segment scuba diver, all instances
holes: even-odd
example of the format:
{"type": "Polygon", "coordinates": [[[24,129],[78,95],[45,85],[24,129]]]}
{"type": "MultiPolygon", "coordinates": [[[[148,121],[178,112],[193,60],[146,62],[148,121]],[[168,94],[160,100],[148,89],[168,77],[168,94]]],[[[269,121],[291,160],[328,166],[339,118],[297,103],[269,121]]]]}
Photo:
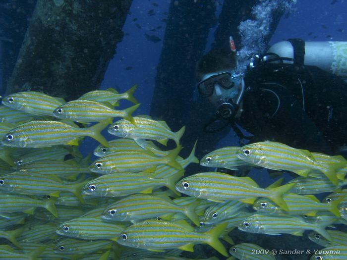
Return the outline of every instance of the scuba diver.
{"type": "Polygon", "coordinates": [[[347,43],[281,42],[253,56],[244,72],[232,44],[231,37],[231,52],[212,50],[196,66],[199,93],[216,109],[206,132],[231,124],[241,140],[251,143],[346,152],[347,43]]]}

§ The exercise: Can you update the material from its start through the line containing "Return the outline", swapping "scuba diver" for "snorkeler" and changing nothing else? Leave the pictures out of your answer.

§ The output:
segment snorkeler, all instances
holes: even-odd
example of the format:
{"type": "Polygon", "coordinates": [[[24,129],[78,95],[45,85],[24,129]]]}
{"type": "MultiPolygon", "coordinates": [[[[148,121],[178,112],[193,60],[146,62],[148,121]],[[168,94],[160,100],[148,89],[168,77],[168,94]]],[[[269,121],[291,160],[328,166],[339,118],[297,103],[269,121]]]]}
Photo:
Return the outline of every instance of the snorkeler.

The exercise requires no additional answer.